> CHALLENGE
Reproduce every record exactly as it appears, but not the pictures.

--------------------------------

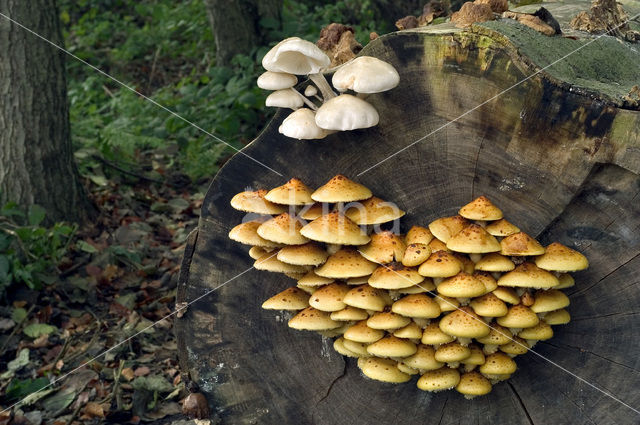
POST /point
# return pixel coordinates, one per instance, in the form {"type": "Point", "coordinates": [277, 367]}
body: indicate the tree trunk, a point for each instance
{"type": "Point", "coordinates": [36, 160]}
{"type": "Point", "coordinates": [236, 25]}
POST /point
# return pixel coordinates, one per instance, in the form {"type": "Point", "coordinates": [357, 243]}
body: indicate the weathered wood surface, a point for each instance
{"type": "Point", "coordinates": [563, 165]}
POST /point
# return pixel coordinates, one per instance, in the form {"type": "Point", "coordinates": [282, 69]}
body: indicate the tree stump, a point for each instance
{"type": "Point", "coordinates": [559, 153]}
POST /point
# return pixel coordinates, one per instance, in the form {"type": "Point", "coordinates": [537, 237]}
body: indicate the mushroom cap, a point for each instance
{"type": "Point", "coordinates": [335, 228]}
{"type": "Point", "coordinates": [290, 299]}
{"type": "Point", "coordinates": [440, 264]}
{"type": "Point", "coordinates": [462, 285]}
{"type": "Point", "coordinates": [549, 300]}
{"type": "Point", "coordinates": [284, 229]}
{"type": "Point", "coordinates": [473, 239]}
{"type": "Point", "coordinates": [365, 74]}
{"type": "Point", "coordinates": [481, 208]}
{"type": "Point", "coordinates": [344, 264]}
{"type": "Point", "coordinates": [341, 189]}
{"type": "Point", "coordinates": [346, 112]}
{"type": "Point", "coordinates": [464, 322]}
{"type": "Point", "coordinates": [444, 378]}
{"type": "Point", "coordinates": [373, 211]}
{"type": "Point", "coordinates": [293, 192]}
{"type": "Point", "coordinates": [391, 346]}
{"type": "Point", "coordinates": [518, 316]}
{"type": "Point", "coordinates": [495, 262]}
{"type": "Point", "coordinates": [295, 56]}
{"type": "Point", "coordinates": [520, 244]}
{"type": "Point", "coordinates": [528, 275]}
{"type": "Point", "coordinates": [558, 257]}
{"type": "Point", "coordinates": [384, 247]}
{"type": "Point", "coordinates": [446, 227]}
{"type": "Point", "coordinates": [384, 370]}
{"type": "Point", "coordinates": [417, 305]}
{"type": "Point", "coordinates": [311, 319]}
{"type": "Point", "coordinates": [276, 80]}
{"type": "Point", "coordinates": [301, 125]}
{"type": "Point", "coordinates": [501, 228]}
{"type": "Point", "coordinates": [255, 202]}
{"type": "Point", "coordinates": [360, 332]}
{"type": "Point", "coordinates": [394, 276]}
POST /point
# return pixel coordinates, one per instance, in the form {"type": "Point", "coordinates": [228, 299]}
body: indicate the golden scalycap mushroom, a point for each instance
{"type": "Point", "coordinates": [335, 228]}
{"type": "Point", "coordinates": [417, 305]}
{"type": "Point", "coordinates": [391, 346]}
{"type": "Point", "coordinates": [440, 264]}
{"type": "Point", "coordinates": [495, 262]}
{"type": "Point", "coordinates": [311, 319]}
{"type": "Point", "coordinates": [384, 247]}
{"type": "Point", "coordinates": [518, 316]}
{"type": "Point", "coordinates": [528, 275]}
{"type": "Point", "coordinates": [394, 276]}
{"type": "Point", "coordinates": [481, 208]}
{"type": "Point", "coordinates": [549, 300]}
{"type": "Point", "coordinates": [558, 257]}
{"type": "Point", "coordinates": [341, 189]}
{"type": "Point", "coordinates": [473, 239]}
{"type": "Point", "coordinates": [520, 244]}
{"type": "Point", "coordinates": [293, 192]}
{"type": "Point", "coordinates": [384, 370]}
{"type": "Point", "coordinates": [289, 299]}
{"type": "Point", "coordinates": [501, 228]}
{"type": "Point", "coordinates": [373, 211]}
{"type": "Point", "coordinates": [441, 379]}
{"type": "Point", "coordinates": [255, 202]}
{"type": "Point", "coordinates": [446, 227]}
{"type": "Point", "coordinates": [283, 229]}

--------------------------------

> ANSWER FOR THIS EXERCISE
POST /point
# return pixel coordinates, one per instance, in the form {"type": "Point", "coordinates": [277, 367]}
body: indicate the tree trunk, a point for each instance
{"type": "Point", "coordinates": [36, 160]}
{"type": "Point", "coordinates": [236, 25]}
POST /point
# return pixel coordinates, one per instance, in the form {"type": "Point", "coordinates": [357, 243]}
body: indicate the weathered wood surface, a point for each instance
{"type": "Point", "coordinates": [563, 165]}
POST /point
# return pixel coordinates, one per instance, in the form {"type": "Point", "coordinates": [282, 69]}
body: indicate the tree stump, a point for each instance
{"type": "Point", "coordinates": [559, 153]}
POST /point
# return pixel coordinates, one per instance, in the form {"type": "Point", "coordinates": [537, 237]}
body: indicate the mushroom cap, a point for each instance
{"type": "Point", "coordinates": [335, 228]}
{"type": "Point", "coordinates": [290, 299]}
{"type": "Point", "coordinates": [440, 264]}
{"type": "Point", "coordinates": [462, 285]}
{"type": "Point", "coordinates": [549, 300]}
{"type": "Point", "coordinates": [284, 229]}
{"type": "Point", "coordinates": [473, 239]}
{"type": "Point", "coordinates": [365, 74]}
{"type": "Point", "coordinates": [481, 208]}
{"type": "Point", "coordinates": [344, 264]}
{"type": "Point", "coordinates": [341, 189]}
{"type": "Point", "coordinates": [346, 112]}
{"type": "Point", "coordinates": [464, 322]}
{"type": "Point", "coordinates": [444, 378]}
{"type": "Point", "coordinates": [373, 211]}
{"type": "Point", "coordinates": [293, 192]}
{"type": "Point", "coordinates": [391, 346]}
{"type": "Point", "coordinates": [518, 316]}
{"type": "Point", "coordinates": [495, 262]}
{"type": "Point", "coordinates": [295, 56]}
{"type": "Point", "coordinates": [520, 244]}
{"type": "Point", "coordinates": [528, 275]}
{"type": "Point", "coordinates": [558, 257]}
{"type": "Point", "coordinates": [384, 247]}
{"type": "Point", "coordinates": [446, 227]}
{"type": "Point", "coordinates": [384, 370]}
{"type": "Point", "coordinates": [417, 305]}
{"type": "Point", "coordinates": [311, 319]}
{"type": "Point", "coordinates": [276, 80]}
{"type": "Point", "coordinates": [301, 125]}
{"type": "Point", "coordinates": [501, 228]}
{"type": "Point", "coordinates": [255, 202]}
{"type": "Point", "coordinates": [360, 332]}
{"type": "Point", "coordinates": [394, 276]}
POST /point
# return pixel coordinates, one per instance, in the form {"type": "Point", "coordinates": [228, 299]}
body: indicate the golden scalycap mushroom, a point for each instance
{"type": "Point", "coordinates": [335, 228]}
{"type": "Point", "coordinates": [417, 305]}
{"type": "Point", "coordinates": [391, 346]}
{"type": "Point", "coordinates": [440, 264]}
{"type": "Point", "coordinates": [495, 262]}
{"type": "Point", "coordinates": [311, 319]}
{"type": "Point", "coordinates": [384, 247]}
{"type": "Point", "coordinates": [518, 316]}
{"type": "Point", "coordinates": [528, 275]}
{"type": "Point", "coordinates": [394, 276]}
{"type": "Point", "coordinates": [481, 208]}
{"type": "Point", "coordinates": [549, 300]}
{"type": "Point", "coordinates": [558, 257]}
{"type": "Point", "coordinates": [341, 189]}
{"type": "Point", "coordinates": [473, 239]}
{"type": "Point", "coordinates": [520, 244]}
{"type": "Point", "coordinates": [293, 192]}
{"type": "Point", "coordinates": [384, 370]}
{"type": "Point", "coordinates": [289, 299]}
{"type": "Point", "coordinates": [501, 228]}
{"type": "Point", "coordinates": [373, 211]}
{"type": "Point", "coordinates": [441, 379]}
{"type": "Point", "coordinates": [255, 202]}
{"type": "Point", "coordinates": [446, 227]}
{"type": "Point", "coordinates": [283, 229]}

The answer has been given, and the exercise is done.